**AIM:**
Answer these questions from the MLflow models page:
1. What is the model component responsible for, according to the opening paragraph?
2. Which decorator wraps a function so that it can serve as a model?
3. Which version of the registered model "pyfunc_model" is created?
━━ DOCUMENT EXTRACT ━━
Models

Models#

This page discusses details related to the MLFlow model component, which is responsible for model versioning and deployment.

Check more in:

MLFlow pyfunc page of the official documentation.

import mlflow
import mlflow.pyfunc.utils

!rm -rf /tmp/models_set_up
mlflow.set_tracking_uri("file:///tmp/models_set_up")

PyFunc#

The mlflow.pyfunc module implements the mlflow features that allow you to build flawour-agnostic models. It is ideal for highly specific approaches that don’t fit within the boundaries of any popular framework.

There are two options to create model:

The funciton was wrapped in the mlflow.pyfunc.utils.pyfunc decorator.
The class is an ancestor of the mlflow.pyfunc.PythonModel.

Check more in mlflow.pyfunc API reference.

Function#

The following cell defines the example_model function, which performs a computation intended to imitate a imtate model. Log it and register it in the mlflow registry.

@mlflow.pyfunc.utils.pyfunc
def example_model(model_input: list[float]) -> list[float]:
    return list(map(lambda x: x**2, model_input))

with mlflow.start_run():
    mlflow.pyfunc.log_model(
        name="model",
        python_model=example_model,
        registered_model_name="pyfunc_model",
        pip_requirements=[]
    )

Successfully registered model 'pyfunc_model'.
Created version '1' of model 'pyfunc_model'.

The following cell shows the code that loads model, and uses the model.
━━━
━━ PROVIDED MATERIAL ━━
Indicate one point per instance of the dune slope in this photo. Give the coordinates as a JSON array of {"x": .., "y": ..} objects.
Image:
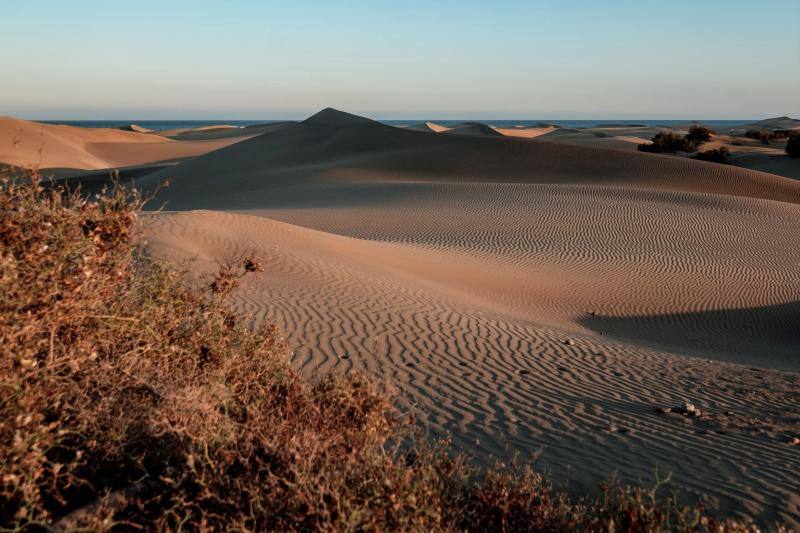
━━━
**CORRECT RESPONSE:**
1. Model versioning and deployment.
2. mlflow.pyfunc.utils.pyfunc
3. Version 1.